- Instructions for the task -
Count the lines in the records that contain the string "glasses" and give only that number.
-------- Material provided --------
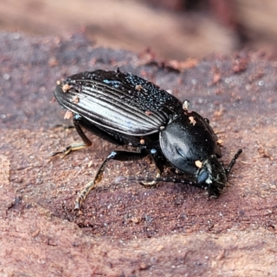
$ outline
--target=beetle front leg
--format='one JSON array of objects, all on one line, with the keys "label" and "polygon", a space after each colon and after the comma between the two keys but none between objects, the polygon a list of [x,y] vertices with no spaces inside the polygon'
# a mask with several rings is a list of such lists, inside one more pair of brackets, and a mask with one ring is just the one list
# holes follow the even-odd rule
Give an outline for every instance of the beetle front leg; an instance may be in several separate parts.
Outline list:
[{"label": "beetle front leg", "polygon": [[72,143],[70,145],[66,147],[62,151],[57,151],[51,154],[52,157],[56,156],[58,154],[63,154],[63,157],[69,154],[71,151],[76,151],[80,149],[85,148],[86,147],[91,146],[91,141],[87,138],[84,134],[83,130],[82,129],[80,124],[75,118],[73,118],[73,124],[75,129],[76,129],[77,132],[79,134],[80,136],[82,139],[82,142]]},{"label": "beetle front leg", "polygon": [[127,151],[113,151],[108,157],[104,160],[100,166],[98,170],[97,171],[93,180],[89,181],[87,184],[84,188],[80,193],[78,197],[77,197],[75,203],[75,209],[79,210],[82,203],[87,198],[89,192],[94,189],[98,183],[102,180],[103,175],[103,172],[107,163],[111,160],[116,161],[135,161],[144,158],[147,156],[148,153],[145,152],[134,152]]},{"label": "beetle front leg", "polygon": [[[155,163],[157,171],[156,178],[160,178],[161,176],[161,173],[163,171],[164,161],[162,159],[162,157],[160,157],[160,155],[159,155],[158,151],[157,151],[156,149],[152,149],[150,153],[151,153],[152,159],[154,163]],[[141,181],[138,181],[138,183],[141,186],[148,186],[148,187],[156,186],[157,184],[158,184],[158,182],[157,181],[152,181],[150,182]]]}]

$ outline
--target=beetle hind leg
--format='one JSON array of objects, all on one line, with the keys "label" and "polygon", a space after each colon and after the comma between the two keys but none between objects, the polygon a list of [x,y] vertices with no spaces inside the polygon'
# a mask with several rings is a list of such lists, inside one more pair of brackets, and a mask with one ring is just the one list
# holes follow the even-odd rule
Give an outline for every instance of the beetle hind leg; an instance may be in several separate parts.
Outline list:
--------
-------- Material provided --------
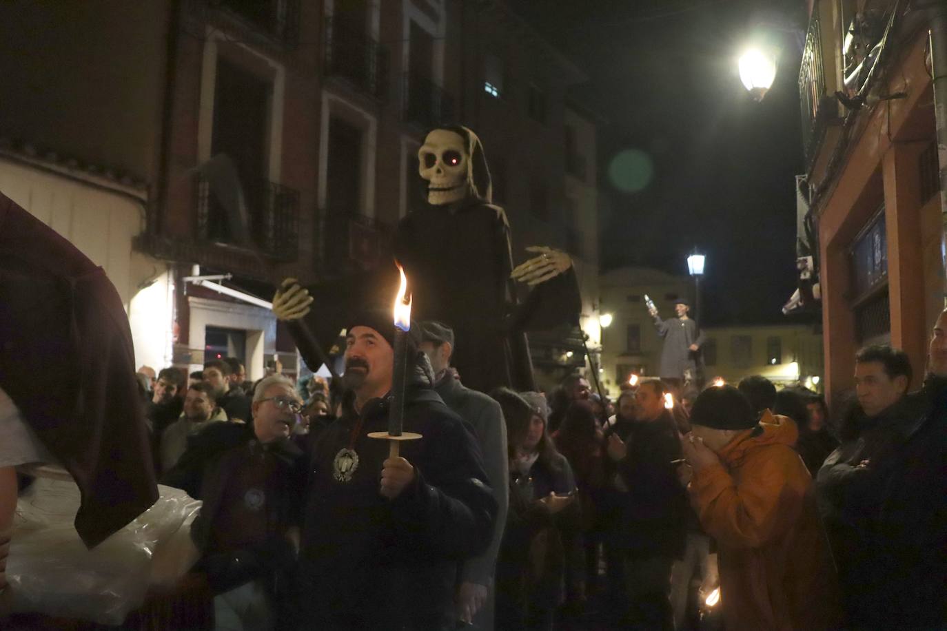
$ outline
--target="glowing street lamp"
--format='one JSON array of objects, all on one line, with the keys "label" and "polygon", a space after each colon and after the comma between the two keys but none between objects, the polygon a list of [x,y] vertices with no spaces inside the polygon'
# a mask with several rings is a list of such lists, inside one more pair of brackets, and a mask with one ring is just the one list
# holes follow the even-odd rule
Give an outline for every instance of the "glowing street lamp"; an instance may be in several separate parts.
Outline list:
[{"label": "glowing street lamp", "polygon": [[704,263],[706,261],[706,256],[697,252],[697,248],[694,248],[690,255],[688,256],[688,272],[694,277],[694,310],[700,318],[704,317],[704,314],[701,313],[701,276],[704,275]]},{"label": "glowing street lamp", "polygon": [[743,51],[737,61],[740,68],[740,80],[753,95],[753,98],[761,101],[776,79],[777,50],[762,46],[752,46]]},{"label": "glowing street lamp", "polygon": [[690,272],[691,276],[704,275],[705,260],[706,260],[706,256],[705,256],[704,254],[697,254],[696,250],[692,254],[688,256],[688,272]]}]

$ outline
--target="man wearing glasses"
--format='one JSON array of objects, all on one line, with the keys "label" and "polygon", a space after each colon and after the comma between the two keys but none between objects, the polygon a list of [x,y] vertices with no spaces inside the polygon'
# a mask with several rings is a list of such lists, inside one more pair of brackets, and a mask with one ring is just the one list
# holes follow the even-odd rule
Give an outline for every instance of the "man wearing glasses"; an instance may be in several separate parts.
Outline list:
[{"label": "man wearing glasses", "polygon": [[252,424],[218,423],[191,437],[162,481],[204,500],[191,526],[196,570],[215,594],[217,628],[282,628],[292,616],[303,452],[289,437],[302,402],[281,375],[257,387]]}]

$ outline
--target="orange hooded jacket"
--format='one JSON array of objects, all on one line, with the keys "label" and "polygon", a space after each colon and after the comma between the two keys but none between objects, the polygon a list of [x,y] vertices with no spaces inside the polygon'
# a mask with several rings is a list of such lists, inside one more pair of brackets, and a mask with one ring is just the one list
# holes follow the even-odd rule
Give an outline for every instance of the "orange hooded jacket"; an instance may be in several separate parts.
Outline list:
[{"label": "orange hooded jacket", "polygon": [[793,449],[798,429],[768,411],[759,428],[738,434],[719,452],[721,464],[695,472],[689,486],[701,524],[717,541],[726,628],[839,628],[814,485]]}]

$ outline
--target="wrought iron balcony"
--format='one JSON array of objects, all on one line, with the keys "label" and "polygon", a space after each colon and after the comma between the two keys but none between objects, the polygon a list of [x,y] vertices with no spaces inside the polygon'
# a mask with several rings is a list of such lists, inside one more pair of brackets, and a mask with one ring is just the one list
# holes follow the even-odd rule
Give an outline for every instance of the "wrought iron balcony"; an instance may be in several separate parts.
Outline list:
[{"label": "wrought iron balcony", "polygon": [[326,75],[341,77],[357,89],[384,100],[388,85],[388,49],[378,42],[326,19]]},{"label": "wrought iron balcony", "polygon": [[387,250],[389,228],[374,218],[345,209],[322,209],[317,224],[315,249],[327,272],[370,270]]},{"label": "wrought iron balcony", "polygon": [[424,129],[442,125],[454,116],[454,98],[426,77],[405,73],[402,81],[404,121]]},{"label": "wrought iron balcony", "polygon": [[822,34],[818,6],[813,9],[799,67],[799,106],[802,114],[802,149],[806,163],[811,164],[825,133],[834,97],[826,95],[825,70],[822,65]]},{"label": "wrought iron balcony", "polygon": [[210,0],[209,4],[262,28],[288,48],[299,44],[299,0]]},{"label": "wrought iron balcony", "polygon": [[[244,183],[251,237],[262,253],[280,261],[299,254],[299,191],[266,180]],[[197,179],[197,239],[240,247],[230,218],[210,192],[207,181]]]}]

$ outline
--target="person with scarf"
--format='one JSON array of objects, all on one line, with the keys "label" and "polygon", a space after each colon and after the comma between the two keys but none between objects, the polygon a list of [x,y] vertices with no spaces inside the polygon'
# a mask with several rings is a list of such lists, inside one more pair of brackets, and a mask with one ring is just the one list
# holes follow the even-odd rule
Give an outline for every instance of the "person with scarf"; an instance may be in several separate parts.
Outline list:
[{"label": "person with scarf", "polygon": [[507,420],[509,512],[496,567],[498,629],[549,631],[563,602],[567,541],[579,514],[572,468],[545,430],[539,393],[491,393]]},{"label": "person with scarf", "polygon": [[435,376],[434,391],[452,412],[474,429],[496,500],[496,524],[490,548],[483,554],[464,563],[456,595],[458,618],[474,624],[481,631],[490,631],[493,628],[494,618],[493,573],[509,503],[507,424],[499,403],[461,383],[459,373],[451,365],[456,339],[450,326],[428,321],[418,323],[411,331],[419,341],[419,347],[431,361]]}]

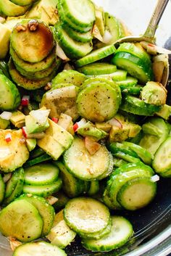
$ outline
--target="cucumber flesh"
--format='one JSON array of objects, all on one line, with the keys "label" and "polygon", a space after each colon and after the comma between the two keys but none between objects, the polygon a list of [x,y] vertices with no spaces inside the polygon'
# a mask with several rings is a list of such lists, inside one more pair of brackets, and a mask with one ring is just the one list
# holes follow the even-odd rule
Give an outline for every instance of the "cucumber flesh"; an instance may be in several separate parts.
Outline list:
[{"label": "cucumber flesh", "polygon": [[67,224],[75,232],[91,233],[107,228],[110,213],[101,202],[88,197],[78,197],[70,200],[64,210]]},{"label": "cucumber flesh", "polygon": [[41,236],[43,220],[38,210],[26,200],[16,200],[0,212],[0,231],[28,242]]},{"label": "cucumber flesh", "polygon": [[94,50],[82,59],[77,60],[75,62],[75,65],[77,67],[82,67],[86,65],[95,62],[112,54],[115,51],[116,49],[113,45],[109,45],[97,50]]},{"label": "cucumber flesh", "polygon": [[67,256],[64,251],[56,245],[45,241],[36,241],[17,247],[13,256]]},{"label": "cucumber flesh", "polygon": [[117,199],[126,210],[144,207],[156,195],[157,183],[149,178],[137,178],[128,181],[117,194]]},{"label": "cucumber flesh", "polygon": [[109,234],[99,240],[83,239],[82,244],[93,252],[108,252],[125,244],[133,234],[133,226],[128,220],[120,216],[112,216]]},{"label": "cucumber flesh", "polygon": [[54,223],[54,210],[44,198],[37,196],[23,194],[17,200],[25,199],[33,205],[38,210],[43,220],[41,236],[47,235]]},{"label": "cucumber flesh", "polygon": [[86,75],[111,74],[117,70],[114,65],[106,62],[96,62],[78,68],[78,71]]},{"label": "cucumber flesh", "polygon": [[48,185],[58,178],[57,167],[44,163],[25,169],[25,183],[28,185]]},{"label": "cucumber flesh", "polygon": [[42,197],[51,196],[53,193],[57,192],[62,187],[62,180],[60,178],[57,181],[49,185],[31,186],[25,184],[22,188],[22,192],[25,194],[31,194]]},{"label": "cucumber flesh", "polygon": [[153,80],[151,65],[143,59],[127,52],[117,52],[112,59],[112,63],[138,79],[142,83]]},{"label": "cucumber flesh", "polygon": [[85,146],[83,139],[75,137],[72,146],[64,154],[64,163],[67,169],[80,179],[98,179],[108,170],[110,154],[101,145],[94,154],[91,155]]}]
--------
- Task output -
3